Task description |
In the records below, find each line that holds "guard" and return it.

Dataset excerpts |
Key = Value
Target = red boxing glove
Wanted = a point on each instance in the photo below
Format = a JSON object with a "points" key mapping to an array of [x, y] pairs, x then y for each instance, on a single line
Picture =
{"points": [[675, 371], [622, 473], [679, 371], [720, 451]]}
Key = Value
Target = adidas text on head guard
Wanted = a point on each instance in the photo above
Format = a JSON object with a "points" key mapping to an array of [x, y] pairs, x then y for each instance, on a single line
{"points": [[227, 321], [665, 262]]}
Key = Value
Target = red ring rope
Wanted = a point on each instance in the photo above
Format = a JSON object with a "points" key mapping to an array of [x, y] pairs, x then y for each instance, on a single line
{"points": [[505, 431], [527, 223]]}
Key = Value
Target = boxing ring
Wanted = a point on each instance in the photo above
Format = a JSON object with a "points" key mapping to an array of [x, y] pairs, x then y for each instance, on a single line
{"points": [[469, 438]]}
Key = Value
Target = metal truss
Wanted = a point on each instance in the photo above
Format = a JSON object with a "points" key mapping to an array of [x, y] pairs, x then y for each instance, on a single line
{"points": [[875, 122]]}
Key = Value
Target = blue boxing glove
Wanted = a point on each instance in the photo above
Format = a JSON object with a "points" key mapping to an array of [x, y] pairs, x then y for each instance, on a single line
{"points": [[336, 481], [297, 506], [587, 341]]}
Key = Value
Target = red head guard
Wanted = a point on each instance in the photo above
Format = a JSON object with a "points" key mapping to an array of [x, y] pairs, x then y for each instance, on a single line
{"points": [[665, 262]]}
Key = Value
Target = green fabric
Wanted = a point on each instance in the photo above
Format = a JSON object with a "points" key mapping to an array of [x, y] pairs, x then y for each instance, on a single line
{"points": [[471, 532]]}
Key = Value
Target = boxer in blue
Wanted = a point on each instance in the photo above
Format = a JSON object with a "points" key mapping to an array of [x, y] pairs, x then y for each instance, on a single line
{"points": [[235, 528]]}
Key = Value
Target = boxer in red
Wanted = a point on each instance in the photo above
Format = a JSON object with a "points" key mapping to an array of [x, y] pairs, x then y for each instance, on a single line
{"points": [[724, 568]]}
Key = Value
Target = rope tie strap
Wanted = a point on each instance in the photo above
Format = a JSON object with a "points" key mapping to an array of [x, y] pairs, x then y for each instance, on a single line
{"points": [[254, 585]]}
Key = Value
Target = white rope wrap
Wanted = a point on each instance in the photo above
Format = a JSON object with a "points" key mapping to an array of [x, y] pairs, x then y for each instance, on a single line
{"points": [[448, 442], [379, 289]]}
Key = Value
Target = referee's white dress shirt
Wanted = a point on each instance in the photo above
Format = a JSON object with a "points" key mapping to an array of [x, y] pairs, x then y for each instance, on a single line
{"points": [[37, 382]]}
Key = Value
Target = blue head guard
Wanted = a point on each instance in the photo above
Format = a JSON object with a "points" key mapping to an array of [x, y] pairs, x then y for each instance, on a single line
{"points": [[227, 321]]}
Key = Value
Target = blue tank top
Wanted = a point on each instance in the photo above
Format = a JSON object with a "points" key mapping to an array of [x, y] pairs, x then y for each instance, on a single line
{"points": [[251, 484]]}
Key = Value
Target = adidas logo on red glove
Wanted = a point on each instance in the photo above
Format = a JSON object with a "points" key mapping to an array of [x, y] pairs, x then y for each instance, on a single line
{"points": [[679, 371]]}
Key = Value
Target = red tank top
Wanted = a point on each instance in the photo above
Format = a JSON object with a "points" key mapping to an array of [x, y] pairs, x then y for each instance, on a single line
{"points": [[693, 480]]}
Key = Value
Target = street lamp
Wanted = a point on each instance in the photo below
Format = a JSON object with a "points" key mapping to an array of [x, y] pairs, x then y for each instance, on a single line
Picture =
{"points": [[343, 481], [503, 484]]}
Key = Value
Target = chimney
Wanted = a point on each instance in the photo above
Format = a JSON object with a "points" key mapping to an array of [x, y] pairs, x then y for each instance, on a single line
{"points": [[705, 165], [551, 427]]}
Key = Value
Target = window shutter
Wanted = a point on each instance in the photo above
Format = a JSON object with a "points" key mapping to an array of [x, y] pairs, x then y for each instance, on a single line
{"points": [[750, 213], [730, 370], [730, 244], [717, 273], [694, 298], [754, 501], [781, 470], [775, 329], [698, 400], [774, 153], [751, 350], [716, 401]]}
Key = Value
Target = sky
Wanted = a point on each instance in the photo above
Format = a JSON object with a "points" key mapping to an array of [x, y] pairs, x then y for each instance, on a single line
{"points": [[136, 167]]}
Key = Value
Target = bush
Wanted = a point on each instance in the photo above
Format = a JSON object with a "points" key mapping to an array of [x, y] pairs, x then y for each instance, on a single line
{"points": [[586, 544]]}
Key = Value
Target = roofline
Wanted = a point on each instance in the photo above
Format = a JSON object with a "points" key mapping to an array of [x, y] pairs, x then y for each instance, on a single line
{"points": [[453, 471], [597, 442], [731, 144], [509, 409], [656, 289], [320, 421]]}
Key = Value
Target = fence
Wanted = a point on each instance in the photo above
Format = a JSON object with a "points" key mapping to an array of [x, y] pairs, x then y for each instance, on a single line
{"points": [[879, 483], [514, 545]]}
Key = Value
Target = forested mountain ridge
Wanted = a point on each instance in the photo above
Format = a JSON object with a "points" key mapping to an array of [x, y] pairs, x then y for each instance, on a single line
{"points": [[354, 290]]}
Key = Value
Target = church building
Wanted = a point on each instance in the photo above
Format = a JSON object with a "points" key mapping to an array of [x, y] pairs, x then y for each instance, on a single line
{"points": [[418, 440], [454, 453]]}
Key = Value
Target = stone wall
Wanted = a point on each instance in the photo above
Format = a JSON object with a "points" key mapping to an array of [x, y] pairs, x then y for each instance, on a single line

Solution |
Target = adidas text on head guard
Target = red head guard
Target = blue head guard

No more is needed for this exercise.